======== Passage to read ========

Because the forms $h_0,\dots,h_m$ have distinct first nonzero $q$-powers, they are linearly independent. Indeed, if
\begin{align*}
\sum_{j=0}^m c_j h_j = 0
\end{align*}
and $j_0$ is the least index with $c_{j_0} \neq 0$, then the coefficient of $q^{j_0}$ in the sum is $c_{j_0}$, a contradiction. Therefore
\begin{align*}
\dim_{\mathbb{C}} M_k(SL_2(\mathbb{Z})) \geq m+1
\end{align*}
when $r \neq 2$.
Now suppose $r = 2$. If $m = 0$, the upper bound from the previous step already gives $\dim_{\mathbb{C}} M_2(SL_2(\mathbb{Z})) = 0$. If $m \geq 1$, then for each integer $j$ with $0 \leq j \leq m-1$, define
\begin{align*}
h_j := \Delta^j E_{k-12j}.
\end{align*}
Here $k-12j = 12(m-j)+2 \geq 14$, so $E_{k-12j}$ exists. Again $h_j \in M_k(SL_2(\mathbb{Z}))$ and
\begin{align*}
h_j(z) = q^j + O(q^{j+1}).
\end{align*}
The same lowest-power argument proves that $h_0,\dots,h_{m-1}$ are linearly independent. Hence
\begin{align*}
\dim_{\mathbb{C}} M_k(SL_2(\mathbb{Z})) \geq m
\end{align*}
when $k \equiv 2 \pmod{12}$.

========

Written problem A:
Report, copied in full, every line of the listing below that contains the word "apartment".
The passage on modular forms and the listing are separate pieces of material.

======== Given entries ========

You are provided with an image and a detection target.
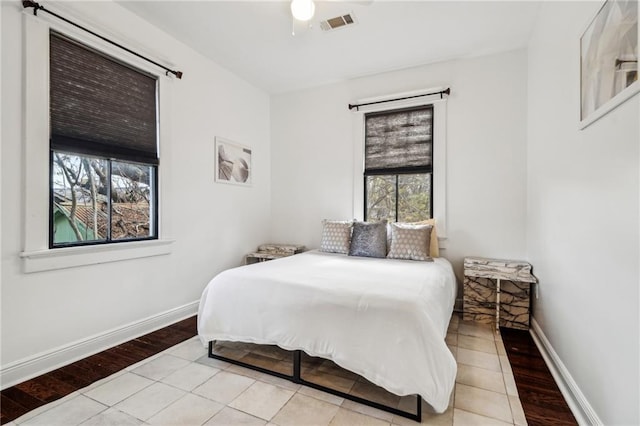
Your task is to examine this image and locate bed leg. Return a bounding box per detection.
[293,349,302,383]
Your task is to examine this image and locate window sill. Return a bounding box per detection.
[20,240,174,274]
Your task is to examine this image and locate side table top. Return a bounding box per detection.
[464,257,538,283]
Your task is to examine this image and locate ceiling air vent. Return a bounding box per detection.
[320,13,356,31]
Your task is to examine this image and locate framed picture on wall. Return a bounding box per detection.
[215,136,253,185]
[580,0,640,129]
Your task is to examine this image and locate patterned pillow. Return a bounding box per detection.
[412,219,440,257]
[320,220,353,254]
[387,223,433,261]
[349,220,387,257]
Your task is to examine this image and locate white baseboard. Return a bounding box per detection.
[530,317,603,426]
[0,301,198,389]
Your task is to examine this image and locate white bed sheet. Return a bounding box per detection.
[198,251,456,412]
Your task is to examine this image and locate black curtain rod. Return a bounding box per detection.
[22,0,182,79]
[349,87,451,110]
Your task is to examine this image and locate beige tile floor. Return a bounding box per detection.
[9,315,526,426]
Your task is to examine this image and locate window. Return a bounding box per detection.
[49,32,159,248]
[364,105,433,222]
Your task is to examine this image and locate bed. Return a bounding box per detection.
[198,250,456,418]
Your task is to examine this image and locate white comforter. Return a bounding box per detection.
[198,251,456,412]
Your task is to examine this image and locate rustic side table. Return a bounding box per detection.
[463,257,537,330]
[244,244,305,265]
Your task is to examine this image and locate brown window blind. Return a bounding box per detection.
[365,105,433,174]
[50,32,158,164]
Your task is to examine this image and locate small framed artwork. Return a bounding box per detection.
[580,0,640,129]
[215,136,253,186]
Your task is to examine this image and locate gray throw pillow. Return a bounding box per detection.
[349,220,387,257]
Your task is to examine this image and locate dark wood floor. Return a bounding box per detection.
[0,317,577,426]
[0,316,197,424]
[500,328,578,426]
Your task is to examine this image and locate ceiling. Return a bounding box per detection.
[119,0,540,94]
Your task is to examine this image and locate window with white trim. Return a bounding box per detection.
[49,31,159,248]
[364,105,434,222]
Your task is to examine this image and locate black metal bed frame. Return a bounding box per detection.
[209,341,422,423]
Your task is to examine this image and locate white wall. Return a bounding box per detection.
[271,50,527,284]
[527,2,640,425]
[1,1,271,386]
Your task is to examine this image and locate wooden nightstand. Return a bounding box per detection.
[463,257,537,330]
[244,244,305,265]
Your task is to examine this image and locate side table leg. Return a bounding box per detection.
[496,278,500,332]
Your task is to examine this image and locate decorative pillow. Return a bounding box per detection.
[387,223,433,261]
[320,220,353,254]
[349,220,387,257]
[412,219,440,257]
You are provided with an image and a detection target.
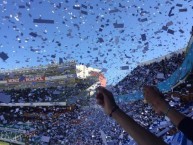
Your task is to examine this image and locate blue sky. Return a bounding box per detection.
[0,0,193,84]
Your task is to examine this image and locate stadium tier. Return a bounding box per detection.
[0,61,106,106]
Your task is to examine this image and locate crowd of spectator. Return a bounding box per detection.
[0,50,193,145]
[0,94,193,145]
[113,52,185,94]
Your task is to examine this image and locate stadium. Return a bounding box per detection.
[0,0,193,145]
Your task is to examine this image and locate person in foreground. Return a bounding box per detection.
[96,86,193,145]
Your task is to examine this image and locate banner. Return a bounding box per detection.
[25,76,45,82]
[7,78,19,83]
[7,76,45,84]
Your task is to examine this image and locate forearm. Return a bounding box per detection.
[112,109,166,145]
[161,103,185,126]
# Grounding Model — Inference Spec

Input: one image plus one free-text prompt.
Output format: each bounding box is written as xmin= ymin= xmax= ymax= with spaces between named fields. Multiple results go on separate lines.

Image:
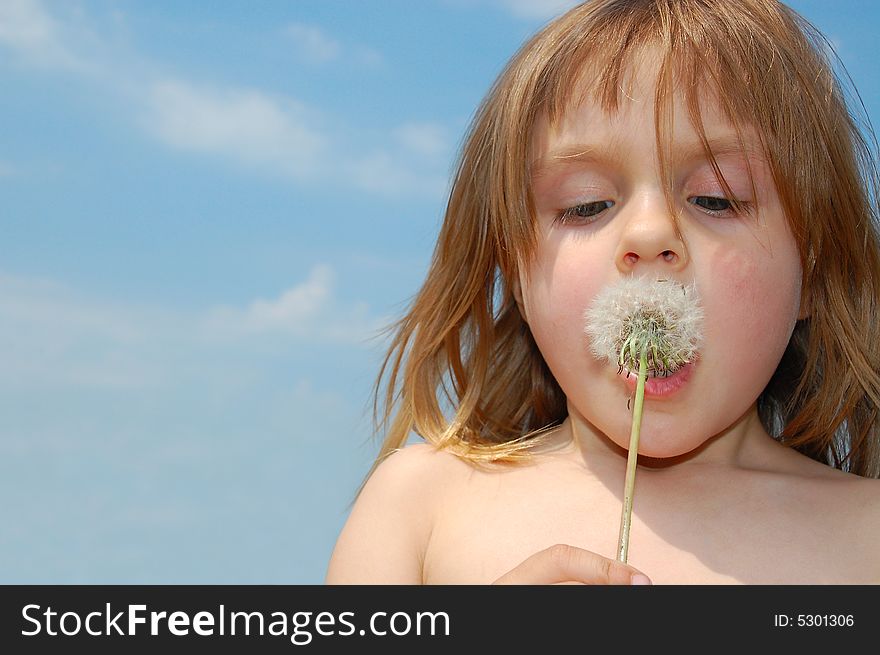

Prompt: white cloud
xmin=144 ymin=79 xmax=326 ymax=179
xmin=284 ymin=23 xmax=383 ymax=67
xmin=0 ymin=0 xmax=89 ymax=72
xmin=284 ymin=23 xmax=342 ymax=63
xmin=0 ymin=0 xmax=447 ymax=196
xmin=0 ymin=265 xmax=384 ymax=391
xmin=496 ymin=0 xmax=579 ymax=20
xmin=393 ymin=123 xmax=449 ymax=157
xmin=202 ymin=264 xmax=383 ymax=343
xmin=347 ymin=150 xmax=448 ymax=197
xmin=141 ymin=79 xmax=449 ymax=197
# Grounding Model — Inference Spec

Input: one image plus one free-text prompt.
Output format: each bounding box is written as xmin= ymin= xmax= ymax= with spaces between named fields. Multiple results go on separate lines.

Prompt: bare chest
xmin=424 ymin=466 xmax=864 ymax=584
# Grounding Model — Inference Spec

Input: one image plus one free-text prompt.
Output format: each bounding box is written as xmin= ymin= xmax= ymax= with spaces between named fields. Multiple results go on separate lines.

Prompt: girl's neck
xmin=559 ymin=403 xmax=781 ymax=471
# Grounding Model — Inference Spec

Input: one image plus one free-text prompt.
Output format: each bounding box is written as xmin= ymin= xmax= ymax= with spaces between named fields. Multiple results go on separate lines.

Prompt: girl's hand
xmin=493 ymin=544 xmax=651 ymax=585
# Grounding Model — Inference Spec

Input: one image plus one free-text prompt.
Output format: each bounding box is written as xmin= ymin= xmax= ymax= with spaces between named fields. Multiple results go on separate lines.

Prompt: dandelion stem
xmin=617 ymin=339 xmax=650 ymax=564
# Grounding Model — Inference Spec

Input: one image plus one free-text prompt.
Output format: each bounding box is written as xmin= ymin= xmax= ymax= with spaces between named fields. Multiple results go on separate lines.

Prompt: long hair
xmin=368 ymin=0 xmax=880 ymax=484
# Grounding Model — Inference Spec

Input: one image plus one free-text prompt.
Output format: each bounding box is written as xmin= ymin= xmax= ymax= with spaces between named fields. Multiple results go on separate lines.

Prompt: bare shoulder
xmin=326 ymin=444 xmax=467 ymax=584
xmin=829 ymin=474 xmax=880 ymax=584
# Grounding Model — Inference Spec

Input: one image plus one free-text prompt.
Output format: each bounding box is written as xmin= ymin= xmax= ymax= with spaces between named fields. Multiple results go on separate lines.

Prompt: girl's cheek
xmin=704 ymin=250 xmax=800 ymax=357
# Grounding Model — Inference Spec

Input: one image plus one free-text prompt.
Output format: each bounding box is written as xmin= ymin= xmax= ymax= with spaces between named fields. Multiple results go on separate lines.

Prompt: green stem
xmin=617 ymin=340 xmax=648 ymax=564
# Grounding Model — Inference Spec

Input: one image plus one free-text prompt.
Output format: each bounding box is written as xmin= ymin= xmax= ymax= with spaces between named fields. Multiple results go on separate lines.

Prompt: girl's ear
xmin=798 ymin=289 xmax=813 ymax=321
xmin=510 ymin=273 xmax=529 ymax=325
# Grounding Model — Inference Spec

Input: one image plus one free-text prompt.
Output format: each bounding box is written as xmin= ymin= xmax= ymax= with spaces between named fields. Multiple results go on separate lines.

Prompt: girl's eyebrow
xmin=532 ymin=134 xmax=765 ymax=177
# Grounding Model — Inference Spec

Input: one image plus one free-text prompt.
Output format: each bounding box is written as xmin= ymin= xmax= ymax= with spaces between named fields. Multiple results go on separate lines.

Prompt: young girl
xmin=326 ymin=0 xmax=880 ymax=584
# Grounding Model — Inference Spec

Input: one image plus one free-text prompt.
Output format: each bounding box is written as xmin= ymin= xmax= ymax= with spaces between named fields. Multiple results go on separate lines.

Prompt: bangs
xmin=529 ymin=0 xmax=781 ymax=233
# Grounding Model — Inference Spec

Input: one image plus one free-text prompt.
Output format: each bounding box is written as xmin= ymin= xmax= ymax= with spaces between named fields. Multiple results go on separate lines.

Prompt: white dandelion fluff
xmin=584 ymin=277 xmax=703 ymax=563
xmin=584 ymin=277 xmax=703 ymax=376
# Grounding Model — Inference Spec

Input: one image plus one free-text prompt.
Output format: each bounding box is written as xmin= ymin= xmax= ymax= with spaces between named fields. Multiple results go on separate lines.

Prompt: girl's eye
xmin=559 ymin=200 xmax=614 ymax=225
xmin=688 ymin=196 xmax=751 ymax=216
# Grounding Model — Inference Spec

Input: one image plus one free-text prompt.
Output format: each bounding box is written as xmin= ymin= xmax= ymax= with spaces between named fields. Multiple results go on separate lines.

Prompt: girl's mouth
xmin=619 ymin=362 xmax=694 ymax=398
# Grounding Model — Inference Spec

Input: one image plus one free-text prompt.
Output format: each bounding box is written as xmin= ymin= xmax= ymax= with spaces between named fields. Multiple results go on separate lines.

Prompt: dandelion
xmin=584 ymin=277 xmax=703 ymax=562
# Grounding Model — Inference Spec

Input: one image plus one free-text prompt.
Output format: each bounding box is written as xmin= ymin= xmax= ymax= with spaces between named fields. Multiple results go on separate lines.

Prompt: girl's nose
xmin=616 ymin=201 xmax=688 ymax=275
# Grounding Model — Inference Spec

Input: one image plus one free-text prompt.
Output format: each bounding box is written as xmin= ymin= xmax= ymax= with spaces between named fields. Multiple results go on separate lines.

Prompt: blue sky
xmin=0 ymin=0 xmax=880 ymax=584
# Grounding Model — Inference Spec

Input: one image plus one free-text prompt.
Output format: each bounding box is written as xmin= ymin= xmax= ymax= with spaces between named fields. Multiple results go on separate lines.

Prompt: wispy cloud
xmin=393 ymin=123 xmax=450 ymax=157
xmin=0 ymin=0 xmax=90 ymax=71
xmin=0 ymin=265 xmax=385 ymax=390
xmin=0 ymin=0 xmax=448 ymax=196
xmin=495 ymin=0 xmax=579 ymax=20
xmin=142 ymin=79 xmax=328 ymax=179
xmin=284 ymin=23 xmax=383 ymax=67
xmin=202 ymin=265 xmax=385 ymax=343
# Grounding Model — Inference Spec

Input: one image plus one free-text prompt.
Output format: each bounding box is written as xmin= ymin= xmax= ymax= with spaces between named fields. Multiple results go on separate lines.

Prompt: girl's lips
xmin=620 ymin=362 xmax=694 ymax=398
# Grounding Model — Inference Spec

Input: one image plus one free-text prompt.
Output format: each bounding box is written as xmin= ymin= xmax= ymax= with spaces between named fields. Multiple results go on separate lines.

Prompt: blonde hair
xmin=367 ymin=0 xmax=880 ymax=477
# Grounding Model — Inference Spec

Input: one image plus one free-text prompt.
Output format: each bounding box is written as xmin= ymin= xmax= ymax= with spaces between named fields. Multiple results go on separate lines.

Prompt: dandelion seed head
xmin=584 ymin=277 xmax=703 ymax=375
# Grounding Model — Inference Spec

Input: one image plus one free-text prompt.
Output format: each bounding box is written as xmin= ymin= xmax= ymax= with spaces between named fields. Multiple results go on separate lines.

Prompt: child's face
xmin=520 ymin=55 xmax=808 ymax=457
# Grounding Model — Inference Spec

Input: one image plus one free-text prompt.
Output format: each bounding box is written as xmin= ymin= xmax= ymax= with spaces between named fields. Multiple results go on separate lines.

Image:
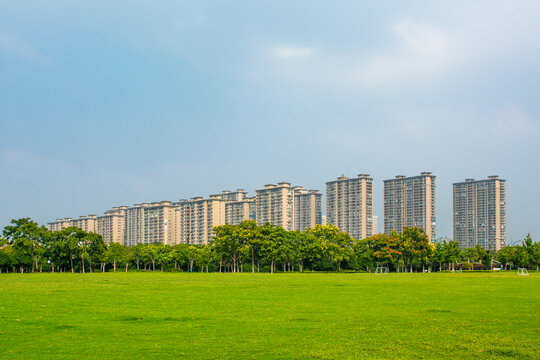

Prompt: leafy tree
xmin=307 ymin=224 xmax=354 ymax=270
xmin=105 ymin=243 xmax=124 ymax=272
xmin=195 ymin=246 xmax=212 ymax=272
xmin=156 ymin=245 xmax=173 ymax=272
xmin=84 ymin=233 xmax=107 ymax=272
xmin=400 ymin=226 xmax=432 ymax=272
xmin=3 ymin=218 xmax=47 ymax=272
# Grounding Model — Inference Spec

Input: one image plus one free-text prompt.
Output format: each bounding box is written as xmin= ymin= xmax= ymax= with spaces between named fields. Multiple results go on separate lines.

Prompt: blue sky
xmin=0 ymin=0 xmax=540 ymax=242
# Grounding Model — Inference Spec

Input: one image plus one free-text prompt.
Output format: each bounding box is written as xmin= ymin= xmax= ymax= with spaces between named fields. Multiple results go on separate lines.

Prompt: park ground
xmin=0 ymin=272 xmax=540 ymax=359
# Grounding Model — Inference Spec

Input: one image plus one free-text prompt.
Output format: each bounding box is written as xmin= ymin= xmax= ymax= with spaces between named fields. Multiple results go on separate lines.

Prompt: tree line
xmin=0 ymin=218 xmax=540 ymax=273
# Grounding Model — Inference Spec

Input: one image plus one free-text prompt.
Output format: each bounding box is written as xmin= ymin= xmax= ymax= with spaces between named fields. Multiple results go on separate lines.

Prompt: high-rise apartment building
xmin=225 ymin=197 xmax=256 ymax=225
xmin=326 ymin=174 xmax=373 ymax=239
xmin=96 ymin=206 xmax=128 ymax=245
xmin=255 ymin=182 xmax=294 ymax=231
xmin=125 ymin=201 xmax=177 ymax=246
xmin=453 ymin=175 xmax=506 ymax=250
xmin=384 ymin=172 xmax=436 ymax=241
xmin=47 ymin=214 xmax=97 ymax=233
xmin=210 ymin=189 xmax=248 ymax=202
xmin=47 ymin=218 xmax=73 ymax=231
xmin=71 ymin=214 xmax=97 ymax=233
xmin=372 ymin=215 xmax=379 ymax=235
xmin=174 ymin=195 xmax=226 ymax=245
xmin=293 ymin=186 xmax=322 ymax=231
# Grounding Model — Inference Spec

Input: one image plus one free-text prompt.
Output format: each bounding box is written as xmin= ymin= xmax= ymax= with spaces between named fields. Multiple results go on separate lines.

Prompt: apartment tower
xmin=255 ymin=182 xmax=294 ymax=231
xmin=294 ymin=186 xmax=322 ymax=231
xmin=384 ymin=172 xmax=436 ymax=241
xmin=125 ymin=201 xmax=177 ymax=246
xmin=225 ymin=197 xmax=256 ymax=225
xmin=47 ymin=214 xmax=97 ymax=233
xmin=453 ymin=175 xmax=506 ymax=250
xmin=174 ymin=195 xmax=226 ymax=245
xmin=96 ymin=206 xmax=128 ymax=245
xmin=326 ymin=174 xmax=373 ymax=239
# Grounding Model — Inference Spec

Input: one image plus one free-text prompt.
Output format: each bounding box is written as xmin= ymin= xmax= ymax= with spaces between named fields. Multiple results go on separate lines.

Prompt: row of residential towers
xmin=48 ymin=172 xmax=506 ymax=250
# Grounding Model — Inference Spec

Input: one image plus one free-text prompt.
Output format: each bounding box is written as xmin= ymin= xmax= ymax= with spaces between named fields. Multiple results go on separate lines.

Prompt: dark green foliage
xmin=0 ymin=218 xmax=540 ymax=273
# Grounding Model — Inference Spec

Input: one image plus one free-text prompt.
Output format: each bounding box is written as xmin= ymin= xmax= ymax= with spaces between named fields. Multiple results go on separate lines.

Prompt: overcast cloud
xmin=0 ymin=0 xmax=540 ymax=242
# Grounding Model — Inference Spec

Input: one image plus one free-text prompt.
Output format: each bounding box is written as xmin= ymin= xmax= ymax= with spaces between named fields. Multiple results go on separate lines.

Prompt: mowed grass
xmin=0 ymin=272 xmax=540 ymax=359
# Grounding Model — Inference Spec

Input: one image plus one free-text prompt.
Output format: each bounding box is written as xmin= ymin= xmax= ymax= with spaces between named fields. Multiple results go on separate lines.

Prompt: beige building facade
xmin=47 ymin=214 xmax=97 ymax=233
xmin=294 ymin=186 xmax=322 ymax=231
xmin=174 ymin=195 xmax=226 ymax=245
xmin=384 ymin=172 xmax=436 ymax=241
xmin=255 ymin=182 xmax=294 ymax=231
xmin=225 ymin=197 xmax=257 ymax=225
xmin=326 ymin=174 xmax=373 ymax=239
xmin=125 ymin=201 xmax=177 ymax=246
xmin=453 ymin=175 xmax=506 ymax=250
xmin=47 ymin=218 xmax=73 ymax=231
xmin=97 ymin=206 xmax=128 ymax=245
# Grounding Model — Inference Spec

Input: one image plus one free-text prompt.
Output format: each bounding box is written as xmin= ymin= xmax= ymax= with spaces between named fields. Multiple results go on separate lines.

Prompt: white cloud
xmin=491 ymin=106 xmax=537 ymax=137
xmin=0 ymin=32 xmax=51 ymax=64
xmin=268 ymin=45 xmax=314 ymax=60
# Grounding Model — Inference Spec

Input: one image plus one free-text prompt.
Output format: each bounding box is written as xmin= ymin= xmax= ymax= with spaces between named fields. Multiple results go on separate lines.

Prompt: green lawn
xmin=0 ymin=272 xmax=540 ymax=359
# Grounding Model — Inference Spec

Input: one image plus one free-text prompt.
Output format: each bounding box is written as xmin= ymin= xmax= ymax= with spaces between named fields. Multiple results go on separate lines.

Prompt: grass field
xmin=0 ymin=272 xmax=540 ymax=359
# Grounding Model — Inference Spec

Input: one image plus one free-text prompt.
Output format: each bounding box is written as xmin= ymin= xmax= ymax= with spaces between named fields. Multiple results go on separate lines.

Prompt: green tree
xmin=196 ymin=245 xmax=212 ymax=272
xmin=84 ymin=233 xmax=107 ymax=272
xmin=156 ymin=245 xmax=173 ymax=272
xmin=3 ymin=218 xmax=47 ymax=272
xmin=105 ymin=243 xmax=124 ymax=272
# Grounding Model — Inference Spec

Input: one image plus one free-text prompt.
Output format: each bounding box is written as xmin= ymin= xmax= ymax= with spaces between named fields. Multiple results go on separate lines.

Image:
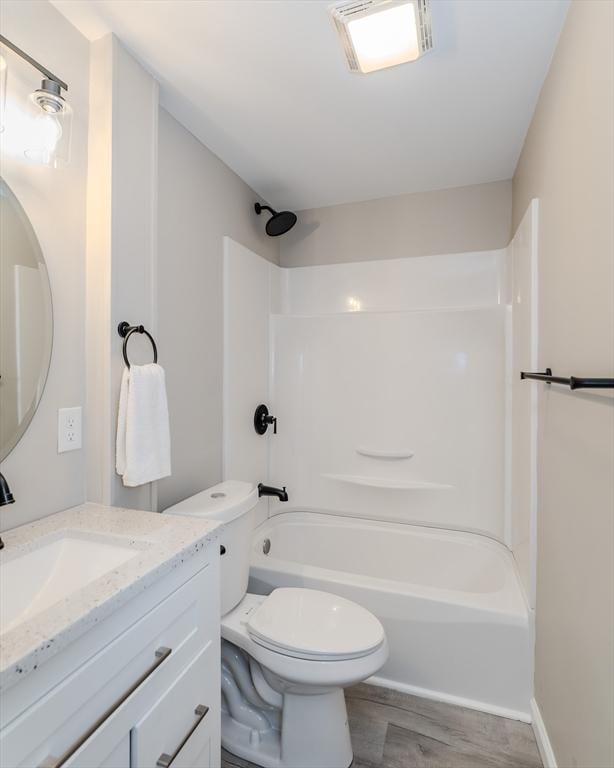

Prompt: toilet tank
xmin=164 ymin=480 xmax=258 ymax=616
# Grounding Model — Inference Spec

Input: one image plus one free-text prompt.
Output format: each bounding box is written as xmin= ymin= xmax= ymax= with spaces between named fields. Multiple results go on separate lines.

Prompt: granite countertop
xmin=0 ymin=503 xmax=222 ymax=690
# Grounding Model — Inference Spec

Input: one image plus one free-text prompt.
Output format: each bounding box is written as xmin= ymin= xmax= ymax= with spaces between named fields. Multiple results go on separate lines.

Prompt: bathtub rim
xmin=250 ymin=508 xmax=530 ymax=616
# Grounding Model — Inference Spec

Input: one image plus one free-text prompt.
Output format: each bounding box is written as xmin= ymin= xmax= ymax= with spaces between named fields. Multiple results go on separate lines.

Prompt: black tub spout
xmin=258 ymin=483 xmax=288 ymax=501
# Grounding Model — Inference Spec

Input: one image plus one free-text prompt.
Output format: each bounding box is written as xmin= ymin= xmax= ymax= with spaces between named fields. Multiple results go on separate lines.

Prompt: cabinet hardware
xmin=40 ymin=646 xmax=172 ymax=768
xmin=156 ymin=704 xmax=209 ymax=768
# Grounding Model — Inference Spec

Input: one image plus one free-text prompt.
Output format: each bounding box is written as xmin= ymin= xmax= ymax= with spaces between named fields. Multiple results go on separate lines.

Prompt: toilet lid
xmin=246 ymin=588 xmax=384 ymax=661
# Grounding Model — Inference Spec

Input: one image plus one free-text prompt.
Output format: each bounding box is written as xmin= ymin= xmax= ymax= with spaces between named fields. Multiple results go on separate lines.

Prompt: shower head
xmin=254 ymin=203 xmax=296 ymax=237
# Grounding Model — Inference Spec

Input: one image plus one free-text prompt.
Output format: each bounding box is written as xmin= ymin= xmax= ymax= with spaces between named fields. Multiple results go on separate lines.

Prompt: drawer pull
xmin=156 ymin=704 xmax=209 ymax=768
xmin=40 ymin=646 xmax=171 ymax=768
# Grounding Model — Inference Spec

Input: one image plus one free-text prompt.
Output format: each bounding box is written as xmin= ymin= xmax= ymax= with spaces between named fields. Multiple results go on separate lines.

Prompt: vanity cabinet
xmin=0 ymin=545 xmax=221 ymax=768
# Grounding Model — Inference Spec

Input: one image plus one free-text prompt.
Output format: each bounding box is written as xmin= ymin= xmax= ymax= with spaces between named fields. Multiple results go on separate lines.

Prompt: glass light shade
xmin=24 ymin=81 xmax=72 ymax=168
xmin=348 ymin=2 xmax=420 ymax=73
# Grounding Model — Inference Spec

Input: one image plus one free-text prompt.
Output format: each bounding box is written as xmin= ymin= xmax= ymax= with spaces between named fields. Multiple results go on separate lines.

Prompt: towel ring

========

Written problem B:
From the passage on modular forms above, return verbatim the stretch from "Because the forms" through "when $r \neq 2$.".

Finished answer A:
Prompt: high-rise apartment building
Prompt: apartment tower

Finished answer B:
Because the forms $h_0,\dots,h_m$ have distinct first nonzero $q$-powers, they are linearly independent. Indeed, if
\begin{align*}
\sum_{j=0}^m c_j h_j = 0
\end{align*}
and $j_0$ is the least index with $c_{j_0} \neq 0$, then the coefficient of $q^{j_0}$ in the sum is $c_{j_0}$, a contradiction. Therefore
\begin{align*}
\dim_{\mathbb{C}} M_k(SL_2(\mathbb{Z})) \geq m+1
\end{align*}
when $r \neq 2$.